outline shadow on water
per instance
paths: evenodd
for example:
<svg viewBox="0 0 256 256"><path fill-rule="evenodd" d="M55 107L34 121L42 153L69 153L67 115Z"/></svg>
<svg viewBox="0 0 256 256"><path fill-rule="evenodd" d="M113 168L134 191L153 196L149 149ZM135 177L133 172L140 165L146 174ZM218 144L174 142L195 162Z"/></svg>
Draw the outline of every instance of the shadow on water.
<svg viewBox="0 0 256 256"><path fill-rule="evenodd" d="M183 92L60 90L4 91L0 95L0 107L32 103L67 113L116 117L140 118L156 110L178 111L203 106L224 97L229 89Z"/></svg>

▸ Task details: Copy all of the material above verbatim, keeping every line and its order unchanged.

▸ Worked answer:
outline shadow on water
per instance
paths: evenodd
for example:
<svg viewBox="0 0 256 256"><path fill-rule="evenodd" d="M55 107L34 121L42 153L69 153L67 115Z"/></svg>
<svg viewBox="0 0 256 256"><path fill-rule="evenodd" d="M113 168L134 191L153 196L149 149ZM135 177L133 172L140 165L146 174ZM218 144L174 142L195 162Z"/></svg>
Draw the outline of every instance of the shadow on water.
<svg viewBox="0 0 256 256"><path fill-rule="evenodd" d="M183 92L60 90L4 91L0 95L0 107L32 103L67 113L116 117L140 118L156 110L178 111L203 106L224 97L229 89Z"/></svg>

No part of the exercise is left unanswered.